> Records shown
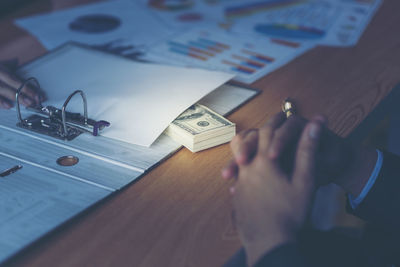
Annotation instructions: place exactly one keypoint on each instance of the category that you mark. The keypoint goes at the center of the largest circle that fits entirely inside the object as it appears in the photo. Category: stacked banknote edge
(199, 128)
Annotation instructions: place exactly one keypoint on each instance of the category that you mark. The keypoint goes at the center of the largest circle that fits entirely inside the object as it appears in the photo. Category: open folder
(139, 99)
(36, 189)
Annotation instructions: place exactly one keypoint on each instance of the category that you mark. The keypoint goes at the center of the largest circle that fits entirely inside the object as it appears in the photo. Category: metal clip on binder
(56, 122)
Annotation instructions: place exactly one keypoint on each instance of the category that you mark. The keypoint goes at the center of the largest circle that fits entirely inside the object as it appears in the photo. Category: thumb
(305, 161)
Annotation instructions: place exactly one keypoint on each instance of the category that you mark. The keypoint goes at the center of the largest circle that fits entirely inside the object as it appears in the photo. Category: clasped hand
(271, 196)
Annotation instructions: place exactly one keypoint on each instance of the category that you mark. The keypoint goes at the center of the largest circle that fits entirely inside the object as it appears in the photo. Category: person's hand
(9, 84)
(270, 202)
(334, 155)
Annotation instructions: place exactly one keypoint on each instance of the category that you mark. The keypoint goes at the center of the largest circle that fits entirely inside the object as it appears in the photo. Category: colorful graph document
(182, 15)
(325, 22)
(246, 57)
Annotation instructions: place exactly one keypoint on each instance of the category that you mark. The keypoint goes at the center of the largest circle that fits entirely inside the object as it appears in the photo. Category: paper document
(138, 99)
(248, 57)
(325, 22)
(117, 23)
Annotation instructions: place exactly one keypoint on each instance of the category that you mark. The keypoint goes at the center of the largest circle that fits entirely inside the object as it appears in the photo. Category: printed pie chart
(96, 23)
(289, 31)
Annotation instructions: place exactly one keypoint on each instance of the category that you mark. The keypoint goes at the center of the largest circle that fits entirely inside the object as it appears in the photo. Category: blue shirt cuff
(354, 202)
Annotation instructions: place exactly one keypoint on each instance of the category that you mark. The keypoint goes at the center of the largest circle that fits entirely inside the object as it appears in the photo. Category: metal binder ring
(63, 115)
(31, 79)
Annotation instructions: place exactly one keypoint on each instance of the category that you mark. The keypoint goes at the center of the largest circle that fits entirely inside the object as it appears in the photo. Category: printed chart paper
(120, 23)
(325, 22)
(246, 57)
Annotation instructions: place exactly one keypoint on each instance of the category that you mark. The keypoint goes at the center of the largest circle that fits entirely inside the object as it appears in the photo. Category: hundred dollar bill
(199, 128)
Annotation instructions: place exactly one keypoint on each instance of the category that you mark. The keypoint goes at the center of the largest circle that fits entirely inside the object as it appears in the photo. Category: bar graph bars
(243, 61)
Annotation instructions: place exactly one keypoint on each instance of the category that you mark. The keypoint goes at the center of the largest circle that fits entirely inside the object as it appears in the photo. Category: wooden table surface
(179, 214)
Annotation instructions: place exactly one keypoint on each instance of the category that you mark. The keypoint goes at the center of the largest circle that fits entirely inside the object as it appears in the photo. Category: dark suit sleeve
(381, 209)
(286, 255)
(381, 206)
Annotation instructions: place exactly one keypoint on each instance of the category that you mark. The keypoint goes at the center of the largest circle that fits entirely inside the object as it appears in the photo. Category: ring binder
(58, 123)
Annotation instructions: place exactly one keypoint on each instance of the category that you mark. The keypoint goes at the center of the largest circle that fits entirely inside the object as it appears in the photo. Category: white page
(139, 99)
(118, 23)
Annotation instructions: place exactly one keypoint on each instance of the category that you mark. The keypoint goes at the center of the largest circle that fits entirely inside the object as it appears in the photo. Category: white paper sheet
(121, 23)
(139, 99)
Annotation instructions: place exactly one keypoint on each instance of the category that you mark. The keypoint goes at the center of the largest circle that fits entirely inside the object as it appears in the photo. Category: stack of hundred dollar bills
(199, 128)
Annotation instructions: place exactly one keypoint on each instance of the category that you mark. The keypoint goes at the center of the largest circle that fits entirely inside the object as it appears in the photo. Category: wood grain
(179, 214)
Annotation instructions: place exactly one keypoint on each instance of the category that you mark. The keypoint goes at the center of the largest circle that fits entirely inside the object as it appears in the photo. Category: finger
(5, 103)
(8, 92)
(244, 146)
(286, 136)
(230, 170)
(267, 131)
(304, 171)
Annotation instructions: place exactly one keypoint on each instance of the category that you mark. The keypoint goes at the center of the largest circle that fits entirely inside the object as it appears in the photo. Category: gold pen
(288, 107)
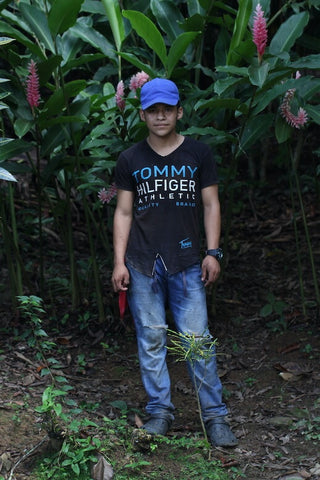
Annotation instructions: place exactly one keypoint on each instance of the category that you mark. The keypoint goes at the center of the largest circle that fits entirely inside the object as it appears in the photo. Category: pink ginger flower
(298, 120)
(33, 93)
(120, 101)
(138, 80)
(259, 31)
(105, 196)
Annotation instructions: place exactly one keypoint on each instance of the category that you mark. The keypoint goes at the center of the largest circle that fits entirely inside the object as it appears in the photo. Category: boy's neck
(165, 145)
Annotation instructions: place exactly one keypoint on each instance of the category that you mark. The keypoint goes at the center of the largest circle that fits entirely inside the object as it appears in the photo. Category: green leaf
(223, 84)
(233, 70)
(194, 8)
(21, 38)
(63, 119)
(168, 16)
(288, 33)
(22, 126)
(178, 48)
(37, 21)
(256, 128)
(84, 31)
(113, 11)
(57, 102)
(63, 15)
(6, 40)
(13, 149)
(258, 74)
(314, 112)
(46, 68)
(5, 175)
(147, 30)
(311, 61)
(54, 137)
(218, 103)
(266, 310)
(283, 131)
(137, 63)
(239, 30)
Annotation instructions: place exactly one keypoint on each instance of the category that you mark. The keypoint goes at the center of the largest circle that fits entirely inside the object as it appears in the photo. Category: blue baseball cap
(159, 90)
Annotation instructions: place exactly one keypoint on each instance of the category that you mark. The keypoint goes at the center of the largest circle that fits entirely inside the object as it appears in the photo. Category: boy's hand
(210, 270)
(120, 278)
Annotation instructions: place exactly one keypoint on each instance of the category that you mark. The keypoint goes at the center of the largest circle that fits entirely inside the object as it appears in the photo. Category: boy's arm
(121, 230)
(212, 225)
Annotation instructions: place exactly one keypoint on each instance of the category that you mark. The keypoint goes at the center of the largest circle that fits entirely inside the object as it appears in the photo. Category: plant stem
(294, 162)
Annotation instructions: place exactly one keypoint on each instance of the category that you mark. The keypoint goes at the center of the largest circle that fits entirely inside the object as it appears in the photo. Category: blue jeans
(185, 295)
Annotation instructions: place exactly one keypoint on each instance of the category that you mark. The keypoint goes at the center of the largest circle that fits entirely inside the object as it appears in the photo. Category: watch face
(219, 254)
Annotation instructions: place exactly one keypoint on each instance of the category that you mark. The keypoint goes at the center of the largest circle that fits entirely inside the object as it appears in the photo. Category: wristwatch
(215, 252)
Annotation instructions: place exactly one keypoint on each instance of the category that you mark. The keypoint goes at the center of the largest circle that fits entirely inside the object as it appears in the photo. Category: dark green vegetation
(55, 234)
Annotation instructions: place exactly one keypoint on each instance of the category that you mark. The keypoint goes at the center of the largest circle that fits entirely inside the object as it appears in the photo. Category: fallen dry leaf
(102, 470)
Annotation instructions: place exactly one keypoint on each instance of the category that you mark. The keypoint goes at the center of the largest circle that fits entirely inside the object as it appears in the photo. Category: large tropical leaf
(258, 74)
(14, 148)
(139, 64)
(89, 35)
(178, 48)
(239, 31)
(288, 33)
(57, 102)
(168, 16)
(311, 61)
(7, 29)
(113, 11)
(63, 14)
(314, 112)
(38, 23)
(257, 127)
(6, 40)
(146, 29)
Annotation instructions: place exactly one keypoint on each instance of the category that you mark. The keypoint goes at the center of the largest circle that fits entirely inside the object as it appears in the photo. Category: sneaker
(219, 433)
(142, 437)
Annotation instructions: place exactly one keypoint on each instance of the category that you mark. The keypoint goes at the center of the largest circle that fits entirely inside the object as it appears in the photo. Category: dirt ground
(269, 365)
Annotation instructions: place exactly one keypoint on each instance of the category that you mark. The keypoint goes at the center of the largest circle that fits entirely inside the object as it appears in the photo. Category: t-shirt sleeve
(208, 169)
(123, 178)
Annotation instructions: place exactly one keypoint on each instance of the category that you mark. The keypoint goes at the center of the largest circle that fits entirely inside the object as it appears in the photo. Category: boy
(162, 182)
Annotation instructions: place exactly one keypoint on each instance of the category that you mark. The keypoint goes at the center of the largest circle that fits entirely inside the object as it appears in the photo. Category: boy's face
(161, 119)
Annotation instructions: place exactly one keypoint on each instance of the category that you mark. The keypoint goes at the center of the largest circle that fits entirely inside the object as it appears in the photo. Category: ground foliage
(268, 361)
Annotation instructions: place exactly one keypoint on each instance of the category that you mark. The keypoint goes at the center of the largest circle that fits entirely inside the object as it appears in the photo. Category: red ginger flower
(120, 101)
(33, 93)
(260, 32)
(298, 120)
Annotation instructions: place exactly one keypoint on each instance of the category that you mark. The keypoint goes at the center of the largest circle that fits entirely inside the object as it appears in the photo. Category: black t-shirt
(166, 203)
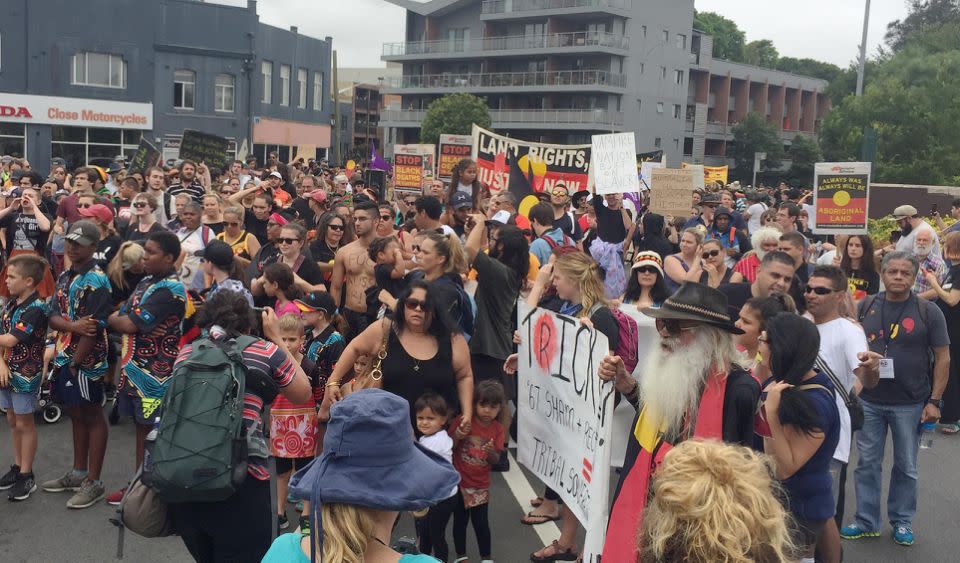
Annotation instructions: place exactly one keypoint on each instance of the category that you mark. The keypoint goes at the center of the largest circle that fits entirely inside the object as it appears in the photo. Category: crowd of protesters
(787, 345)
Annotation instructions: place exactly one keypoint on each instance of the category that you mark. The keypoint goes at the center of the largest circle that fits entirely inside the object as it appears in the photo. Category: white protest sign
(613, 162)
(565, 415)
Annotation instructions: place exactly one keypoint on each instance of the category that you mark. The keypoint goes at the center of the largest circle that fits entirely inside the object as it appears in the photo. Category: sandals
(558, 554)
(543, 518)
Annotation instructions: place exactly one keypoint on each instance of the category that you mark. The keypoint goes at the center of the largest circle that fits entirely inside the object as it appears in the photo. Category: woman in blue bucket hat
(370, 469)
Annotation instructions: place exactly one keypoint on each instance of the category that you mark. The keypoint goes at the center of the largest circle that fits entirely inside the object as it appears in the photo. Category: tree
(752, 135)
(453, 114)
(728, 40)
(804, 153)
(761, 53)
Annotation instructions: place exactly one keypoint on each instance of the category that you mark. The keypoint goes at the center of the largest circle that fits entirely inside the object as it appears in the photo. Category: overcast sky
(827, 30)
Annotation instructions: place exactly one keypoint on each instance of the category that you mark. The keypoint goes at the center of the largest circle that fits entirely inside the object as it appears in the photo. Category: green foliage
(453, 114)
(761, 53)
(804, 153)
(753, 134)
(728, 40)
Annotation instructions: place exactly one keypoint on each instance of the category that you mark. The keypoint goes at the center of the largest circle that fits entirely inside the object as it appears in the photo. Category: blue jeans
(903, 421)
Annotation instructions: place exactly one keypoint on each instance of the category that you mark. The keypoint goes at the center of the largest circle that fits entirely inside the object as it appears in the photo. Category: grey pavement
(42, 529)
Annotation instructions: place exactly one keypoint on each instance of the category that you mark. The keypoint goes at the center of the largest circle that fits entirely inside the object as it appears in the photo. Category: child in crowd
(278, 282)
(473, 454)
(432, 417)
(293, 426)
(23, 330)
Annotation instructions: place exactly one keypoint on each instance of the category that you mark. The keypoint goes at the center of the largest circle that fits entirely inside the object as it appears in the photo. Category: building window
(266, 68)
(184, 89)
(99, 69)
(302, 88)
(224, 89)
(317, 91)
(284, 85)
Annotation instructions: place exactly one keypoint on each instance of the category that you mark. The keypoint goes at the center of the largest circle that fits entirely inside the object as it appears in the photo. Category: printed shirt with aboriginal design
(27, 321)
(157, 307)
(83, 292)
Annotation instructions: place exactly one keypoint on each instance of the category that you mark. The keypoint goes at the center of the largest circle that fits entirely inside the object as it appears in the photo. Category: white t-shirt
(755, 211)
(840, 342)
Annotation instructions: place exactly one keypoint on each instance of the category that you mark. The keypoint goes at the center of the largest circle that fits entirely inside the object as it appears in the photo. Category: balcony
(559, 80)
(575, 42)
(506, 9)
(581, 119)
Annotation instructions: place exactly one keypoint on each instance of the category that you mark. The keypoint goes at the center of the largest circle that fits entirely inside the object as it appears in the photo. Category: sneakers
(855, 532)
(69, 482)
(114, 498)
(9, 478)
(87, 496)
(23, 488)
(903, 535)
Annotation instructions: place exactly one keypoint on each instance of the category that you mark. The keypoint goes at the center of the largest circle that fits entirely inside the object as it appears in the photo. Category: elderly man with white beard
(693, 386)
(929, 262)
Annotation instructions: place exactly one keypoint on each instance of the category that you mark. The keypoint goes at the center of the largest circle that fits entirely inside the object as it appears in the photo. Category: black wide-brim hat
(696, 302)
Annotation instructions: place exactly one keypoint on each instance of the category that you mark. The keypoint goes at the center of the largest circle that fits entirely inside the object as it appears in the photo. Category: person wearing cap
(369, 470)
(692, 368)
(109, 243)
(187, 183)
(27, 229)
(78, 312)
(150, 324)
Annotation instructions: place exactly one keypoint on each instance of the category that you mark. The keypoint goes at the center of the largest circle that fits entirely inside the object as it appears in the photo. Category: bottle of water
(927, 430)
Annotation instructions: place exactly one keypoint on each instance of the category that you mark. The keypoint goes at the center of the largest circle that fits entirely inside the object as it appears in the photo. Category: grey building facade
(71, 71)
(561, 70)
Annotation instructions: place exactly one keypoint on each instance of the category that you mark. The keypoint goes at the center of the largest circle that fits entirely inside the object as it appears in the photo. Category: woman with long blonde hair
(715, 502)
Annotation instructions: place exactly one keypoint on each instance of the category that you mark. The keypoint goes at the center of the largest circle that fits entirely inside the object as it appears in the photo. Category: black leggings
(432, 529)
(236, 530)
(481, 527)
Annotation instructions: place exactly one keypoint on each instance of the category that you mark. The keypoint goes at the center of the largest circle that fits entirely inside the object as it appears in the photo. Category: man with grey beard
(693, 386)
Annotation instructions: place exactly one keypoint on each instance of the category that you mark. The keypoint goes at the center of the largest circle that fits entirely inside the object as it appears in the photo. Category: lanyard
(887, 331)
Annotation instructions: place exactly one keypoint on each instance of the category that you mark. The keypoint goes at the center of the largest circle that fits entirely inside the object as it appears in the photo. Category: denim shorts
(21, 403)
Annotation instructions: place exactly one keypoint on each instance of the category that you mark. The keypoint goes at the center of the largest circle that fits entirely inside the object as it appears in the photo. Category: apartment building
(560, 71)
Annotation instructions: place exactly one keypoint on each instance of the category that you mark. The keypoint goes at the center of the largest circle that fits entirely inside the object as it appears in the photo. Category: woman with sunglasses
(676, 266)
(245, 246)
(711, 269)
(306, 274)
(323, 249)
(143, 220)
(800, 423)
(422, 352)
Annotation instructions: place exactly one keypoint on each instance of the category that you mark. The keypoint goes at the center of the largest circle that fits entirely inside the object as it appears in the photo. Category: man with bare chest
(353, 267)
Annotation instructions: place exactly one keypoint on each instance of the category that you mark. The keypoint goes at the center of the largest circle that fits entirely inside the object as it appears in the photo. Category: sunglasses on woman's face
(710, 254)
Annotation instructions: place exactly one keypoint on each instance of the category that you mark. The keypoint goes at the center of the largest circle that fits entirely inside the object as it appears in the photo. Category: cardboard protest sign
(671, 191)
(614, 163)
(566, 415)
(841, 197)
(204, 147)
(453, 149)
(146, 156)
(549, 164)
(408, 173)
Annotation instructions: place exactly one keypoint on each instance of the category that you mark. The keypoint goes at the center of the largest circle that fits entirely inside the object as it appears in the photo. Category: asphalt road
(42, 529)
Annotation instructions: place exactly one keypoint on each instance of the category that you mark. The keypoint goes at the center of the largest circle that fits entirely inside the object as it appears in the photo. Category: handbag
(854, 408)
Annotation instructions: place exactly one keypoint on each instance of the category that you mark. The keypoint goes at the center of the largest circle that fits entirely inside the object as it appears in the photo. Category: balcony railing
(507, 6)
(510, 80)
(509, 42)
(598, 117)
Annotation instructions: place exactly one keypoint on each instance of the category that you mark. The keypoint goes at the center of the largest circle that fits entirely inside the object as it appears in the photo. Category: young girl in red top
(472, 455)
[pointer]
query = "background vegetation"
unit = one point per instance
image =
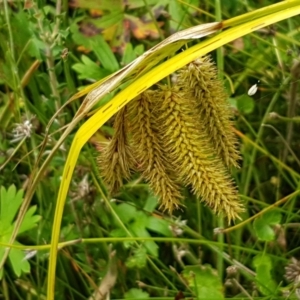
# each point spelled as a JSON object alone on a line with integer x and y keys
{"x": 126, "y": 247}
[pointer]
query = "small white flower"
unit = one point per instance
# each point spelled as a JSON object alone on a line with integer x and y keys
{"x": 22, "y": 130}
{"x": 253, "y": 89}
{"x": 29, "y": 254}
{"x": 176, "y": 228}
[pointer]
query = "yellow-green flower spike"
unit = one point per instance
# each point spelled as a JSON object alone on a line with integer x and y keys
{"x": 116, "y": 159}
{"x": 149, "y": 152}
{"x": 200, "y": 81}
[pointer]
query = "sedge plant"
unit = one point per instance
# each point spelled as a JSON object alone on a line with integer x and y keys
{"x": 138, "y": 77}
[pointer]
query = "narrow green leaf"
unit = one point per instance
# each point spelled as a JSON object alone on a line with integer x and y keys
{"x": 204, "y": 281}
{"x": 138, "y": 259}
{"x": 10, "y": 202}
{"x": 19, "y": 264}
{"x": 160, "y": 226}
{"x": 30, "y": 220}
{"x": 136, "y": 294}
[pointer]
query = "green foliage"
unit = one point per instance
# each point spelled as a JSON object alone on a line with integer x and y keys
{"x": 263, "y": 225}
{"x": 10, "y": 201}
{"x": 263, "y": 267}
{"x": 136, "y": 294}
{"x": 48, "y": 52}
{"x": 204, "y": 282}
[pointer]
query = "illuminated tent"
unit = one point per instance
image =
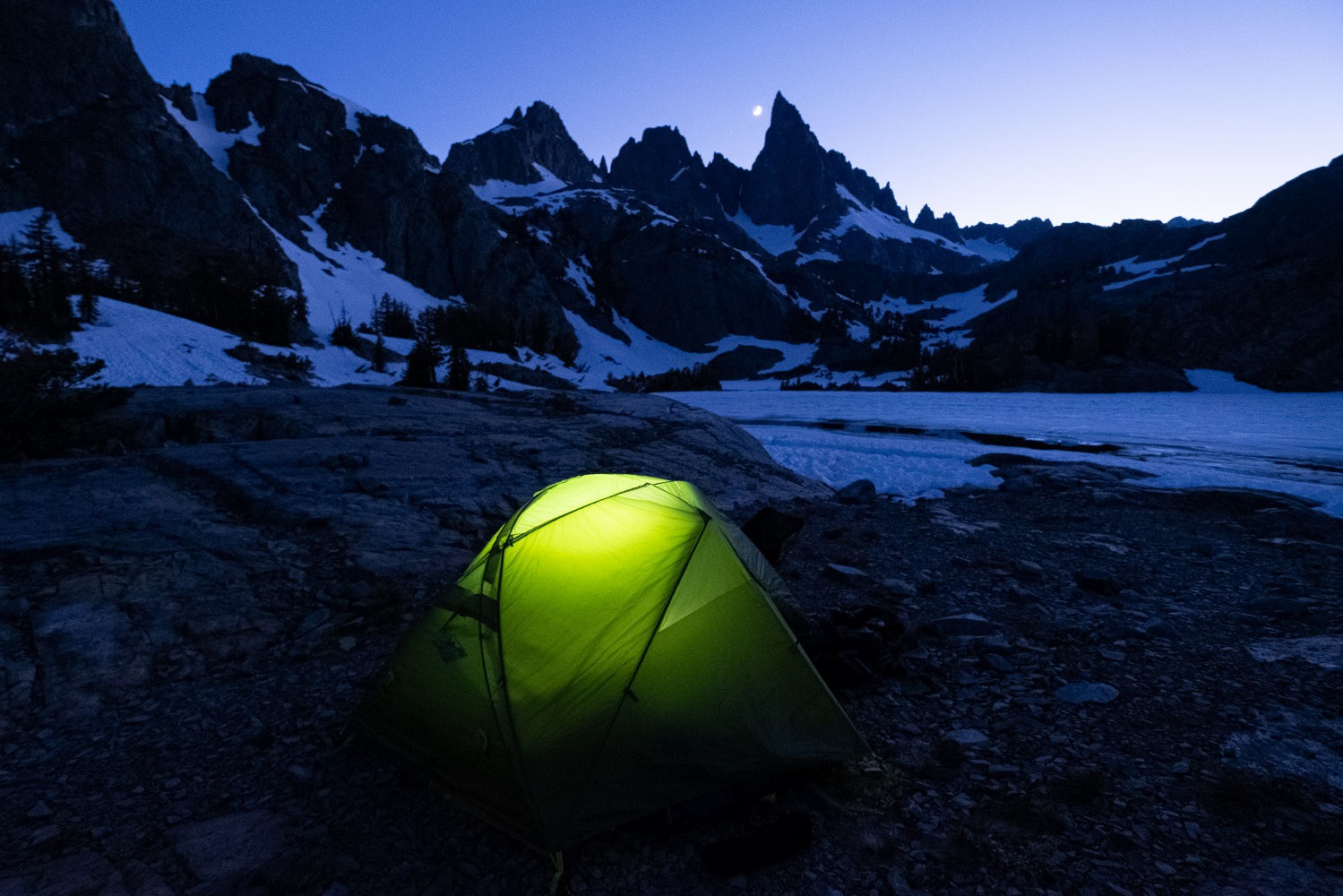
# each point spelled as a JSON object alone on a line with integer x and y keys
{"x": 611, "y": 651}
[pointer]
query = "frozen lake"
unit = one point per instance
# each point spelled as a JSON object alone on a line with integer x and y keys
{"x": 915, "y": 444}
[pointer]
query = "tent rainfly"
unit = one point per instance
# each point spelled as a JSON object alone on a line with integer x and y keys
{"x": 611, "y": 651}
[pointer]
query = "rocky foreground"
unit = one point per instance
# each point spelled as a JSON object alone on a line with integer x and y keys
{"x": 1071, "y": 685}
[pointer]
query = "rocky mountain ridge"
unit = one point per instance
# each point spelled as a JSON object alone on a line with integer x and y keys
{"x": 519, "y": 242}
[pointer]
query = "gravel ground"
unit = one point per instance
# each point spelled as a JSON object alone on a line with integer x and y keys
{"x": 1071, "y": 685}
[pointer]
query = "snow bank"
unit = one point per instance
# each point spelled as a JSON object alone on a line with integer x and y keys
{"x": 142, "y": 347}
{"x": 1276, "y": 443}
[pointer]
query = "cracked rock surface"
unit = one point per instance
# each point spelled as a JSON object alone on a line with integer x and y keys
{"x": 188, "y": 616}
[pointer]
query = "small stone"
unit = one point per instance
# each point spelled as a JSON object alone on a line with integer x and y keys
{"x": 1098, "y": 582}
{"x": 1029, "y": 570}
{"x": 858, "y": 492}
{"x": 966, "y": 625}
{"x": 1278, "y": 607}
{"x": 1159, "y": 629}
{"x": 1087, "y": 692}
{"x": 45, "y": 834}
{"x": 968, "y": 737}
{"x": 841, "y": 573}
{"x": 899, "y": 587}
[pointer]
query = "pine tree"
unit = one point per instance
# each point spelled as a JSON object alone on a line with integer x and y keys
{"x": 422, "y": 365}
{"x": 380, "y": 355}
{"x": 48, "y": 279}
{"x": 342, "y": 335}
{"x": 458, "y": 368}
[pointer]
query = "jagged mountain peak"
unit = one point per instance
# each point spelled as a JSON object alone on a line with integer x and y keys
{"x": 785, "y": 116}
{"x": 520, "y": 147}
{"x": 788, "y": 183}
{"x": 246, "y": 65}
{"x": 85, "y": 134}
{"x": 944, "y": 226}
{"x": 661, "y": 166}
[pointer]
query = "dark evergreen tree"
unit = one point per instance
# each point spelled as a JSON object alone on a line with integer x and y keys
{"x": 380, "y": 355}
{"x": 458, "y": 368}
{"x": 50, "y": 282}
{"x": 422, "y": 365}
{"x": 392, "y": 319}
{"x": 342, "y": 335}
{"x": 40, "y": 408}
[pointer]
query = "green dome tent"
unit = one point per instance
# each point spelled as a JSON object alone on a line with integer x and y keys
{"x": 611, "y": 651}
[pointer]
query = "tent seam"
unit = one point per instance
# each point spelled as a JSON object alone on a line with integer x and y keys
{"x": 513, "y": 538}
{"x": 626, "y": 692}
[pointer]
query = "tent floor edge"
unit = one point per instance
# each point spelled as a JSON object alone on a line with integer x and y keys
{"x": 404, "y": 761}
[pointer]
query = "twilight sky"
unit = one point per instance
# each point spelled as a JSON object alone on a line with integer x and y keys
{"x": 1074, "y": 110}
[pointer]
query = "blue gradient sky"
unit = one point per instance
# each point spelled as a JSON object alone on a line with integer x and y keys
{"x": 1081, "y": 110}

> What the task requires
Gather every line of the records that contains the word "sleeve", matching case exactly.

> Answer for the task
Annotation instructions: place exactly one keypoint on each instance of the category that you mark. The keypoint goes at the center of the largest circle that fits entirely inside the object as it appears in the photo. Category: dark suit sleeve
Annotation instructions: place exactly one keypoint on each instance of the category that you mark. The keypoint goes at the center of the largest circle that fits entirely inside the object as it appears in the photo. Category: t-shirt sleeve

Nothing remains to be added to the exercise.